#### [To be done]
Recast every line of the listing below as a numbered list, omitting any blank lines.

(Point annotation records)
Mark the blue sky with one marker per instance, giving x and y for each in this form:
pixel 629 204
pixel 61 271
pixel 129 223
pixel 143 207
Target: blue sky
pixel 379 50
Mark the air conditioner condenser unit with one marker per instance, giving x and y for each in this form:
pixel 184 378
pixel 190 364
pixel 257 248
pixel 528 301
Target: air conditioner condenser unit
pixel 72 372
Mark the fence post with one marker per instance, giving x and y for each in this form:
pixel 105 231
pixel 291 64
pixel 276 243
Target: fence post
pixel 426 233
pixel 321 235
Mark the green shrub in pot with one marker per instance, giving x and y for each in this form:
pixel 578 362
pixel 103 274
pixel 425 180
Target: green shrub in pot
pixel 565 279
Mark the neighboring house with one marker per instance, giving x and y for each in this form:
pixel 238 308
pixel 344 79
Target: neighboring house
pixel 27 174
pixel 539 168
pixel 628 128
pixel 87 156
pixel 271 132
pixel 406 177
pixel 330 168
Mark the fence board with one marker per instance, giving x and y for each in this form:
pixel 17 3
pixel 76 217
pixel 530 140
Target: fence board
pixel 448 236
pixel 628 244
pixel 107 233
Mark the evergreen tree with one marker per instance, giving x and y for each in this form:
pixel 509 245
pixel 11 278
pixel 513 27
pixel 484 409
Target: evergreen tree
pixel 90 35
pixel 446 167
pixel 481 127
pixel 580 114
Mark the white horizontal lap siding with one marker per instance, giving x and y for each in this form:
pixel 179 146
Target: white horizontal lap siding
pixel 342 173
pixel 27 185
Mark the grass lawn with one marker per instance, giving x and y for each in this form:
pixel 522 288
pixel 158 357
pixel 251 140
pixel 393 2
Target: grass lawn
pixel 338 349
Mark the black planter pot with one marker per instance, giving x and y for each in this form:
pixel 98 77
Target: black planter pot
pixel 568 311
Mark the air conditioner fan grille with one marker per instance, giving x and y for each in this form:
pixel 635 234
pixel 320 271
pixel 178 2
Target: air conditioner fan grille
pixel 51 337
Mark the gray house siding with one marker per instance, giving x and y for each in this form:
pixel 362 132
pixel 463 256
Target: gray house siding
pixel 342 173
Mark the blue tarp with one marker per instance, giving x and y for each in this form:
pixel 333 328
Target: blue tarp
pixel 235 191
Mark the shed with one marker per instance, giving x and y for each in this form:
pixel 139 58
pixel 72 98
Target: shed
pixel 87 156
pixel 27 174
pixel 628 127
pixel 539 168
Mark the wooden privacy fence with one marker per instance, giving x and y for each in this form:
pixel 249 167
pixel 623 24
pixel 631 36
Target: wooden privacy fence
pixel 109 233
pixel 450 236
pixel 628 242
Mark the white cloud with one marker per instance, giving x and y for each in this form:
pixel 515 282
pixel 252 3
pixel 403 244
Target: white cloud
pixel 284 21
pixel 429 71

#### [Response for this exercise]
1. Mark the blue sky with one marker per instance, giving x and y for each in this form:
2. pixel 629 204
3. pixel 61 271
4. pixel 129 223
5. pixel 143 207
6. Target: blue sky
7. pixel 379 50
8. Mark the air conditioner condenser unit with one marker per instance, giving x and y for each in this form:
9. pixel 184 378
10. pixel 190 364
11. pixel 257 248
12. pixel 528 301
13. Target: air conditioner condenser unit
14. pixel 72 372
15. Mark the fence post with one marker per instance, giving x and y for each in this form:
16. pixel 105 231
17. pixel 291 64
18. pixel 276 243
19. Target: fence post
20. pixel 426 233
21. pixel 321 235
22. Mark the green shrub in pot with one marker per instance, giving x and y for each in this form:
23. pixel 578 362
24. pixel 103 274
25. pixel 425 180
26. Target: green shrub in pot
27. pixel 565 279
28. Mark the neighboring house with one marker per instance, giving x and y for each in this form:
29. pixel 238 308
30. pixel 344 79
31. Target: neighboring house
32. pixel 27 174
33. pixel 539 168
34. pixel 628 128
35. pixel 87 156
36. pixel 271 132
37. pixel 406 177
38. pixel 330 168
39. Mark the fence board with one marker per instance, giving x and y for each in this form:
40. pixel 17 3
41. pixel 76 217
42. pixel 530 140
43. Target: fence board
44. pixel 448 236
45. pixel 628 244
46. pixel 107 233
47. Mark the evergreen tree with one marker per instance, giving x and y for each in this form:
48. pixel 509 245
49. pixel 11 278
50. pixel 513 27
51. pixel 484 409
52. Target: evergreen tree
53. pixel 90 35
54. pixel 446 167
55. pixel 481 127
56. pixel 580 114
57. Mark the white horizontal lap siding with one marker per instance, giving x and y for each in this form:
58. pixel 179 146
59. Target: white horizontal lap siding
60. pixel 342 173
61. pixel 27 185
62. Mark the grass lawn with one marker per instance, giving x and y for each in this form:
63. pixel 522 288
64. pixel 158 357
65. pixel 251 140
66. pixel 393 2
67. Target: grass lawn
68. pixel 338 349
69. Mark the black planter pot with one marker per instance, giving x and y for each in this form:
70. pixel 98 77
71. Target: black planter pot
72. pixel 568 311
73. Mark the air conditioner fan grille with one marker per instance, giving x and y for each in this form:
74. pixel 635 234
75. pixel 320 271
76. pixel 178 2
77. Target: air conditioner fan grille
78. pixel 51 337
79. Mark the gray house siding with one marker per instance, giving x and y for each in this form:
80. pixel 362 132
81. pixel 463 256
82. Target: gray house siding
83. pixel 342 173
84. Mark the blue tarp with one marker per instance, giving x and y for each in this form:
85. pixel 333 328
86. Target: blue tarp
87. pixel 235 191
88. Mark the shed with one marker per instance, giving x and y for each in this form:
89. pixel 139 58
90. pixel 72 98
91. Target: shed
92. pixel 87 156
93. pixel 27 174
94. pixel 628 127
95. pixel 539 168
96. Mark the wooden privacy fence with one marker per instance, giving x and y for each in this form:
97. pixel 249 167
98. pixel 623 24
99. pixel 631 36
100. Target: wooden privacy fence
101. pixel 109 233
102. pixel 450 236
103. pixel 628 242
104. Mark the white cloud with one marker per instance, giving x and y for each in this form:
105. pixel 515 282
106. pixel 252 3
107. pixel 403 244
108. Target: white cloud
109. pixel 284 21
110. pixel 429 71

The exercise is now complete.